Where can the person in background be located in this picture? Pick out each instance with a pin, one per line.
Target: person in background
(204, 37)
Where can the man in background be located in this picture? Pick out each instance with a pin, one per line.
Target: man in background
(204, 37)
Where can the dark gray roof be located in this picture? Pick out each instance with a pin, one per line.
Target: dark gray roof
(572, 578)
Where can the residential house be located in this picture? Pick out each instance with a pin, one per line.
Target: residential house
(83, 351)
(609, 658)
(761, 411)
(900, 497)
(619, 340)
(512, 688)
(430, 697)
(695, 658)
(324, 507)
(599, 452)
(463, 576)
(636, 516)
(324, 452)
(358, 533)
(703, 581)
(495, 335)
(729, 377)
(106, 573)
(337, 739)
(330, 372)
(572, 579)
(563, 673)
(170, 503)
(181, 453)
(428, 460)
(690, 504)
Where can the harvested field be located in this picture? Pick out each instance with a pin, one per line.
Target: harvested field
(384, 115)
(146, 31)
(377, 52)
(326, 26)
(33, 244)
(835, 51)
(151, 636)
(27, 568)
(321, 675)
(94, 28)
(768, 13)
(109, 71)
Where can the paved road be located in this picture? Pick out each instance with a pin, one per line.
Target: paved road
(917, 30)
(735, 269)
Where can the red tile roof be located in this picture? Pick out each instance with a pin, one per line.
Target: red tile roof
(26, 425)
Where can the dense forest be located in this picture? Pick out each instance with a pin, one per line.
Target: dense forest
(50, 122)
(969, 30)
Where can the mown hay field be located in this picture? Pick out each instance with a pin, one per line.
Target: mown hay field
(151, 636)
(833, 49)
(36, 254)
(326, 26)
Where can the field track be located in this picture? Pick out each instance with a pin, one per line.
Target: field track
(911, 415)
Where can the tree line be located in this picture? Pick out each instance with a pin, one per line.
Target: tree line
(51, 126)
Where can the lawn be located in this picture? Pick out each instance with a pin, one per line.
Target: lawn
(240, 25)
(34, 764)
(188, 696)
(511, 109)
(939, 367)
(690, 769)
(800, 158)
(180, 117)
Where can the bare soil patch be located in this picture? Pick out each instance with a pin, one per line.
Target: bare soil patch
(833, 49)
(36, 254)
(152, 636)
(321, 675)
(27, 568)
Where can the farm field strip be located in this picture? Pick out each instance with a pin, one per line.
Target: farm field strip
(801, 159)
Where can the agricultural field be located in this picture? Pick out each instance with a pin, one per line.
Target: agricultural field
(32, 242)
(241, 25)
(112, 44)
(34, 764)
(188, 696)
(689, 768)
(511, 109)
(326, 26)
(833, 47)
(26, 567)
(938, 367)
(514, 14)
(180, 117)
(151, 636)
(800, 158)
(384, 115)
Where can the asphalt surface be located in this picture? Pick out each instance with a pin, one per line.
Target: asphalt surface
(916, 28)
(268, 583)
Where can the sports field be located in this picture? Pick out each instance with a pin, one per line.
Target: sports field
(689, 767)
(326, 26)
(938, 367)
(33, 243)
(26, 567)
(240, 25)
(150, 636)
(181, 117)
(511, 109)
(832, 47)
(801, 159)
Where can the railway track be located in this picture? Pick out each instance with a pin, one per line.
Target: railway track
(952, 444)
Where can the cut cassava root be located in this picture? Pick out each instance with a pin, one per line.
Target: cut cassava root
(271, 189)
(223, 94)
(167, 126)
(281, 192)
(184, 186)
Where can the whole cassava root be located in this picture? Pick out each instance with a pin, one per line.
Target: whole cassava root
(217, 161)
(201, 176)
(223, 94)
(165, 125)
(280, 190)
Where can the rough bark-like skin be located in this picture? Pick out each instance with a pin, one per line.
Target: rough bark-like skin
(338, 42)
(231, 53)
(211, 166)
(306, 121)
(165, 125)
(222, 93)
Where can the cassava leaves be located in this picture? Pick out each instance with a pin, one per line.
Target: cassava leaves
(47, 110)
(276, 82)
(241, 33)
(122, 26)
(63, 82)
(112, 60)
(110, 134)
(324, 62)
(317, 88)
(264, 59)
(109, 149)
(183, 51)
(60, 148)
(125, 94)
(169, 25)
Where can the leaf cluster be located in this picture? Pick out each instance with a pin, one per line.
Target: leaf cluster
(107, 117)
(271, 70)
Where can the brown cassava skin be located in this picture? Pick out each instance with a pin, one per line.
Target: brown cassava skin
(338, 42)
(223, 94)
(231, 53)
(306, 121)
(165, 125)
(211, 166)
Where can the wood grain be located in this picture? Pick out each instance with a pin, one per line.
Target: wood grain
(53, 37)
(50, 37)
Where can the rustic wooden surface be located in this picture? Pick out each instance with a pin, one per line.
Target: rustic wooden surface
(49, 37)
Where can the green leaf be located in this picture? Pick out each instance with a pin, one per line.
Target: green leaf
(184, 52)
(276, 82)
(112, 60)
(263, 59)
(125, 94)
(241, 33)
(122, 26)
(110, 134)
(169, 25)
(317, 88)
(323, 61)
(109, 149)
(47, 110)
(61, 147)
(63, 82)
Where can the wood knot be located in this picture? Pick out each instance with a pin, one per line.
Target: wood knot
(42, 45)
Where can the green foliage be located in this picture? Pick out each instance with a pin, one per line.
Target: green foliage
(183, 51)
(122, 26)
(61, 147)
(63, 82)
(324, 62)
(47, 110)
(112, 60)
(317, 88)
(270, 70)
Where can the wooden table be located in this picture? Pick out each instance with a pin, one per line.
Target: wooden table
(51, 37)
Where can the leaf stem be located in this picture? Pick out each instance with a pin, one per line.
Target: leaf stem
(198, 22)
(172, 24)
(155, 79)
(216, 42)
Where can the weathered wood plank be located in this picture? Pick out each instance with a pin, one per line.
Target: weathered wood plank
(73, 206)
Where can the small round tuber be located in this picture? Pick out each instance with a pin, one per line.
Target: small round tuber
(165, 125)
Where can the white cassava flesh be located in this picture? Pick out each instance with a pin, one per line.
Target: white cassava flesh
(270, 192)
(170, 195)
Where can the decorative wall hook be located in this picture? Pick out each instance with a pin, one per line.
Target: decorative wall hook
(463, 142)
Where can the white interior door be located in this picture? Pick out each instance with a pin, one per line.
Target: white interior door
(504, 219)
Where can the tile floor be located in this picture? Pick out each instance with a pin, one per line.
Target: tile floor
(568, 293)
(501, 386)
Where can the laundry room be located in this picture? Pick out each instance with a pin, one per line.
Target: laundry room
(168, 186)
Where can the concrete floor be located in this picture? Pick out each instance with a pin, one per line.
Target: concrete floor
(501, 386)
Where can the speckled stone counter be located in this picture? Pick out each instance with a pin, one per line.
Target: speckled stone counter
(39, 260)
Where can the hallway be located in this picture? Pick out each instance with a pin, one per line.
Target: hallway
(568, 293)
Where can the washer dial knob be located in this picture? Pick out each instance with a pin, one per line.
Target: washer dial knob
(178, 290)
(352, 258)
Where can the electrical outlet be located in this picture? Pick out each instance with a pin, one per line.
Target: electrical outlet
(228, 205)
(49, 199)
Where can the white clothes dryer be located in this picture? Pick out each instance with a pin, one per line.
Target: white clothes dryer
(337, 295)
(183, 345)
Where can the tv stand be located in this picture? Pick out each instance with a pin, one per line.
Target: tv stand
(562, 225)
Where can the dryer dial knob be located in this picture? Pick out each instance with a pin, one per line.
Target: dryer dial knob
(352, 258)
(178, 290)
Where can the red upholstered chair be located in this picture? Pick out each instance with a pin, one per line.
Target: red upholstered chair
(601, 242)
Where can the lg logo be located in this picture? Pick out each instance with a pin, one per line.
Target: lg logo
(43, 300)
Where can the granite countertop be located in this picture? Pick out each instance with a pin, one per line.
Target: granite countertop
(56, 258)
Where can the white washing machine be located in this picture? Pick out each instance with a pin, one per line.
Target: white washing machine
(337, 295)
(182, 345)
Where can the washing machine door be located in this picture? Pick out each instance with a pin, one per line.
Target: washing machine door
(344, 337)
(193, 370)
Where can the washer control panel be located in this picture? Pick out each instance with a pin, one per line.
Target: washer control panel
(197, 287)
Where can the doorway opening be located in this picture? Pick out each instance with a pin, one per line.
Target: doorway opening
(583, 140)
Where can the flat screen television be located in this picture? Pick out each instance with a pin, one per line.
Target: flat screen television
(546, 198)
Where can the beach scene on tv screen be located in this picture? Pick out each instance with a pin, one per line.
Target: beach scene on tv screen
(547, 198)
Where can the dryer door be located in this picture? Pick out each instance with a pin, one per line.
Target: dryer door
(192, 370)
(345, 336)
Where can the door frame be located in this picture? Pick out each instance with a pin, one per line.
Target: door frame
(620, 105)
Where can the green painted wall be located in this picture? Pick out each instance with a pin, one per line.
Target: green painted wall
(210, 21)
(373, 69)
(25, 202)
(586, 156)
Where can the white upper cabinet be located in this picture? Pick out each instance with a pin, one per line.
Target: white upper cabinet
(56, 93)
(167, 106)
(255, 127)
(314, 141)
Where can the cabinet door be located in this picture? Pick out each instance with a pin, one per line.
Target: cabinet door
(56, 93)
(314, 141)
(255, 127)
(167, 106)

• **Problem requirements**: The required answer is the run of lines above, starting at the line with "Where can the cut" and ending at the line with "Where can the rustic", reproduced exactly with both ends.

• **Solved problem**:
Where can the cut cassava root be located in this picture? Pick out each instance with a pin, one per line.
Target: cut cassava root
(271, 189)
(223, 94)
(167, 126)
(281, 192)
(184, 186)
Where can the whole cassava root be located in this picture? Pick out each instance with a pin, one per line.
Target: whole cassava root
(217, 161)
(201, 176)
(223, 94)
(165, 125)
(280, 190)
Where can the rough bark-like skin be located in this picture? Pick out each instance with a pin, one per line.
Target: rough bark-like skin
(338, 42)
(231, 53)
(211, 166)
(306, 121)
(165, 125)
(222, 93)
Where can the cassava leaves be located in this picture? Pick out each instance with a pin, one per line.
Target: cassava leaves
(47, 110)
(276, 82)
(241, 33)
(122, 26)
(63, 82)
(112, 60)
(110, 134)
(324, 62)
(317, 88)
(264, 59)
(109, 149)
(183, 51)
(60, 148)
(125, 94)
(169, 25)
Where can the leaf cluster be located in this picture? Pick out each instance with a pin, one per line.
Target: leaf cluster
(107, 117)
(271, 70)
Where can the brown cassava skin be located in this picture? Pick out each instance with a pin, one per line.
Target: brown cassava skin
(338, 42)
(223, 94)
(231, 53)
(306, 121)
(165, 125)
(211, 166)
Where can the wood grain be located in this picture? Pick out each instance with a pin, one per line.
Target: wood grain
(53, 37)
(50, 37)
Where can the rustic wooden surface be located in this picture? Pick out each instance with a pin, one per line.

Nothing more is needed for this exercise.